Point labeling dataset excerpts:
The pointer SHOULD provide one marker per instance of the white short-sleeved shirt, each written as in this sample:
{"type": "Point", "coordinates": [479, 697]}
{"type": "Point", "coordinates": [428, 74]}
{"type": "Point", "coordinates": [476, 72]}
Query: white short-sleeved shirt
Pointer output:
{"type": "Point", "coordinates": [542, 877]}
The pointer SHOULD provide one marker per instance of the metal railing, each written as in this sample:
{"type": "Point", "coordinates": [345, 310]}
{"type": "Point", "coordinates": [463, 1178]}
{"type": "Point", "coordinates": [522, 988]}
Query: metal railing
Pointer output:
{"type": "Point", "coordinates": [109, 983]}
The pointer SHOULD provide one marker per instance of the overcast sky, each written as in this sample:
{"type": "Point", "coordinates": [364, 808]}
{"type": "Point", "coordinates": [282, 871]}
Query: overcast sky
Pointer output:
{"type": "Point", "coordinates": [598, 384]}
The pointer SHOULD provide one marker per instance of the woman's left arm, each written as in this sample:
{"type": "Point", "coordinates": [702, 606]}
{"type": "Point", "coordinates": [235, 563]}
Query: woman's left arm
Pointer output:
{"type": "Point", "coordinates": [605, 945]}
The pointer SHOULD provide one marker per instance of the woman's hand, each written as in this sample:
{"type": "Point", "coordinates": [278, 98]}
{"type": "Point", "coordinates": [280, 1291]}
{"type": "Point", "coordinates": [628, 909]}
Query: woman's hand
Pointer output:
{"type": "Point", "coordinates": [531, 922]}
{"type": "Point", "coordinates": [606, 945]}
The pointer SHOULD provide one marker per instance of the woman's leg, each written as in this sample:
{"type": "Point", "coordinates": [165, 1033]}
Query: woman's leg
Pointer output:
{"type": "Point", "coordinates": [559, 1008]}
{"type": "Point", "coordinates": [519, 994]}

Objective » Extract the entries above verbatim.

Task solution »
The pointer SHOULD provide one marker per instance of the white short-sleeved shirt, each written as in this sample:
{"type": "Point", "coordinates": [479, 697]}
{"type": "Point", "coordinates": [428, 74]}
{"type": "Point", "coordinates": [476, 72]}
Query: white short-sleeved shirt
Pointer output:
{"type": "Point", "coordinates": [542, 877]}
The pointer SHOULD provide one marker per instance of the metal railing, each written as in this sample:
{"type": "Point", "coordinates": [345, 310]}
{"type": "Point", "coordinates": [463, 1178]}
{"type": "Point", "coordinates": [522, 988]}
Query: metal railing
Pointer output:
{"type": "Point", "coordinates": [109, 983]}
The pointer SHOULD provide one marker per instance of the overcast sky, each written as in this sample:
{"type": "Point", "coordinates": [364, 808]}
{"type": "Point", "coordinates": [282, 871]}
Query: overcast sky
Pointer output:
{"type": "Point", "coordinates": [598, 384]}
The pointer SHOULD provide one marker per instance of the woman's left arm, each written as in this sample:
{"type": "Point", "coordinates": [702, 606]}
{"type": "Point", "coordinates": [235, 563]}
Query: woman's left arm
Pointer output:
{"type": "Point", "coordinates": [605, 945]}
The pointer SHOULD provide one marker per instance of the woman's hand, each written as in this sample:
{"type": "Point", "coordinates": [278, 98]}
{"type": "Point", "coordinates": [280, 1291]}
{"type": "Point", "coordinates": [628, 909]}
Query: woman's hand
Pointer output:
{"type": "Point", "coordinates": [531, 922]}
{"type": "Point", "coordinates": [606, 945]}
The pointer SHOULD provide one marker per instance of the woman's leg, each written as in this sample:
{"type": "Point", "coordinates": [165, 1033]}
Query: woman's leg
Pointer output:
{"type": "Point", "coordinates": [559, 1008]}
{"type": "Point", "coordinates": [519, 994]}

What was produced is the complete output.